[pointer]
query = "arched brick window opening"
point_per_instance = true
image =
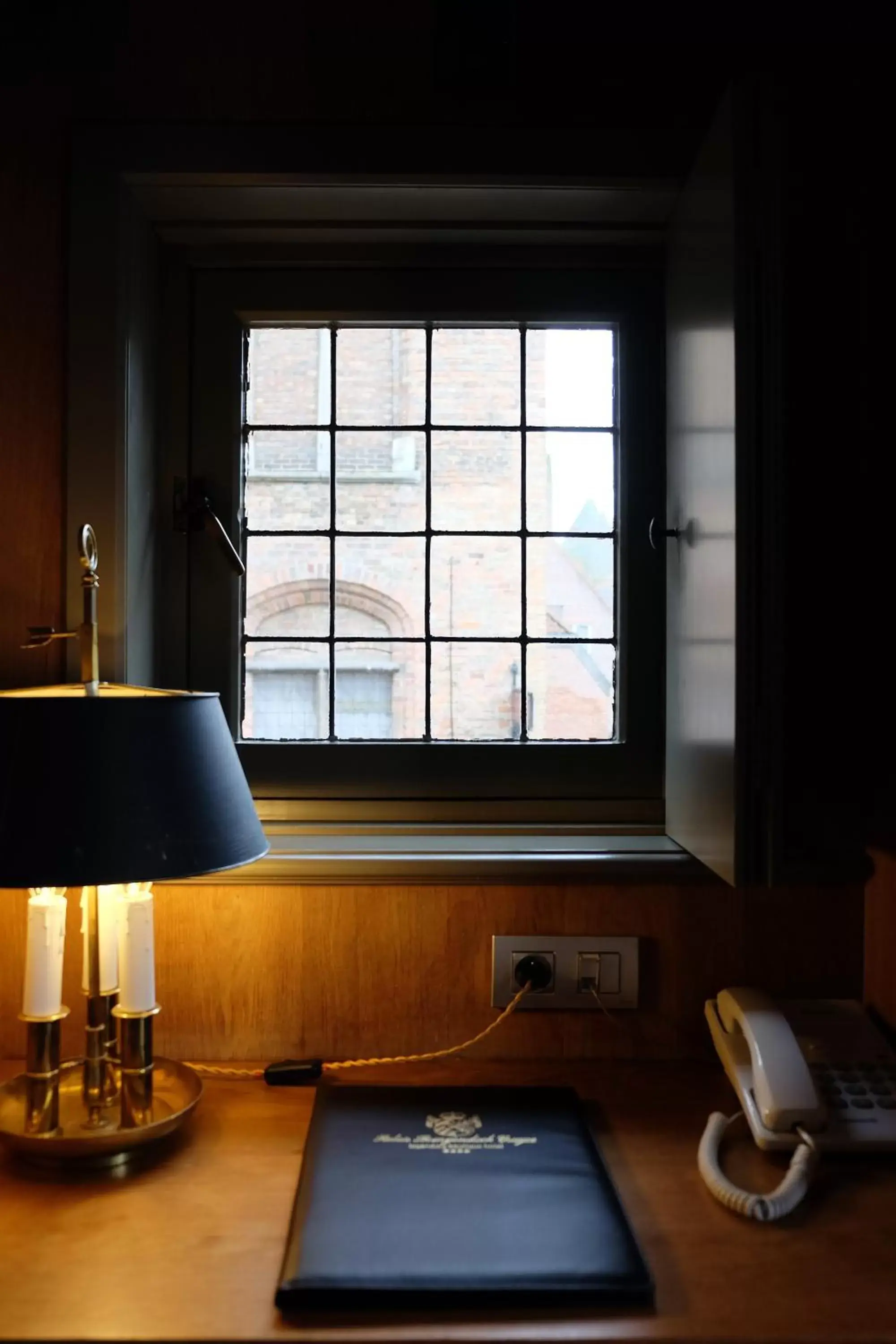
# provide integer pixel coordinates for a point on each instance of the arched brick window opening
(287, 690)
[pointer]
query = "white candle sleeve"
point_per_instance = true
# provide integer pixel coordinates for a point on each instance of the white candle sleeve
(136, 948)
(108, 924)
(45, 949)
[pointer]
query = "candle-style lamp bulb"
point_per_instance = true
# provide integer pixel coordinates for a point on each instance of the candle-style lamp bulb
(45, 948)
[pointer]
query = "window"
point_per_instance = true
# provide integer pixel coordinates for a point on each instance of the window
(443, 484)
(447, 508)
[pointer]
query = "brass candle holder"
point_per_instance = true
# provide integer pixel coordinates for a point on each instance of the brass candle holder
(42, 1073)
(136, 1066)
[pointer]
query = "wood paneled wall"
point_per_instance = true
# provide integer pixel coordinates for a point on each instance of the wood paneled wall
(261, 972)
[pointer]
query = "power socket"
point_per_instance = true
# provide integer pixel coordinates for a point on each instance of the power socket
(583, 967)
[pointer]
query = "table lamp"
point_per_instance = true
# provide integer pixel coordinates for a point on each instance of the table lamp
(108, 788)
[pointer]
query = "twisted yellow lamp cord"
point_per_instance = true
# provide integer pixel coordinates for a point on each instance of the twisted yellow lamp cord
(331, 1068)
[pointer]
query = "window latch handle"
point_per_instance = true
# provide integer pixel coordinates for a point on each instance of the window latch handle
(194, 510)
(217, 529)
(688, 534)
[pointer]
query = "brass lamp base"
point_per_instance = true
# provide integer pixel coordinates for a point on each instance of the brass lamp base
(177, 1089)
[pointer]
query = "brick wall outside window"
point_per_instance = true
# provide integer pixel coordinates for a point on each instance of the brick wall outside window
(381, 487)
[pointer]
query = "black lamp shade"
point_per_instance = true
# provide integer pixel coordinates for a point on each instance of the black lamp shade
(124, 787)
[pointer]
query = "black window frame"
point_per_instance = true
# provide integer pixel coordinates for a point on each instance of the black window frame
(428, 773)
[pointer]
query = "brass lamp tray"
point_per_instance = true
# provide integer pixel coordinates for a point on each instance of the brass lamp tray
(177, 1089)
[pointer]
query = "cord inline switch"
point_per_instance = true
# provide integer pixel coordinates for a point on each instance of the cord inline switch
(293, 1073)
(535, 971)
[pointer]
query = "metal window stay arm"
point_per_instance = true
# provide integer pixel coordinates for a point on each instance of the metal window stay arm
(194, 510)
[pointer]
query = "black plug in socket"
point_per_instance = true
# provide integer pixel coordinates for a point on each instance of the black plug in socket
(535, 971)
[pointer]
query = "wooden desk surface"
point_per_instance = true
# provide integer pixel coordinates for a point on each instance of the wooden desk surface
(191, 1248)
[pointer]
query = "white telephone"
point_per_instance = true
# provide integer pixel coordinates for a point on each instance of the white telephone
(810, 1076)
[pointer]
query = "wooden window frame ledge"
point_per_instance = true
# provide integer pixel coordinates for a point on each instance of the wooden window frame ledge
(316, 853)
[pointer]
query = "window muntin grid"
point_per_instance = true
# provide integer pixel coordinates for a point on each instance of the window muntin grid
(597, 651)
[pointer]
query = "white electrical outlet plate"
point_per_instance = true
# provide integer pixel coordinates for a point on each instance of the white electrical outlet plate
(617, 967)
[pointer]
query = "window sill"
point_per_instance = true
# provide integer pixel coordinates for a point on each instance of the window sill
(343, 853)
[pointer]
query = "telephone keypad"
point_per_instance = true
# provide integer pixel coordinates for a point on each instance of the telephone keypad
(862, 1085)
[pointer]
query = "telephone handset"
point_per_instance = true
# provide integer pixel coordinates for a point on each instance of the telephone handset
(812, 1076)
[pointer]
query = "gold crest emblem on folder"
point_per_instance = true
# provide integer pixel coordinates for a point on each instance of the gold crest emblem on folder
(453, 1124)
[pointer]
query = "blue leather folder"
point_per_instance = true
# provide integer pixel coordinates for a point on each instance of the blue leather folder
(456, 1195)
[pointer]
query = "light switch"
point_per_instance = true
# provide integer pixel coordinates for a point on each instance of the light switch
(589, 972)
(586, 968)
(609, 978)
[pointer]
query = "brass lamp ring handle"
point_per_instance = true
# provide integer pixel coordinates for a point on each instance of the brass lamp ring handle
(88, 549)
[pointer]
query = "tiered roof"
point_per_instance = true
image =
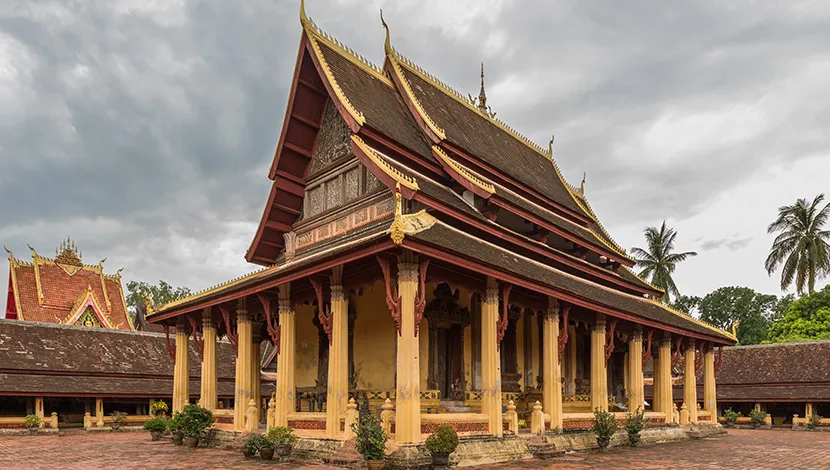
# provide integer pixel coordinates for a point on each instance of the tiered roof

-------------------------

TASK DESCRIPTION
Filter the listing above, keeping every line that contains the string "brick". The match is case-sensitive.

EXERCISE RESULT
query = "arched brick window opening"
# provide integer pixel coordinates for a point on each instance of the arched brick window opening
query = "brick wall outside window"
# provide integer pixel coordinates for a point on each instance of the brick wall outside window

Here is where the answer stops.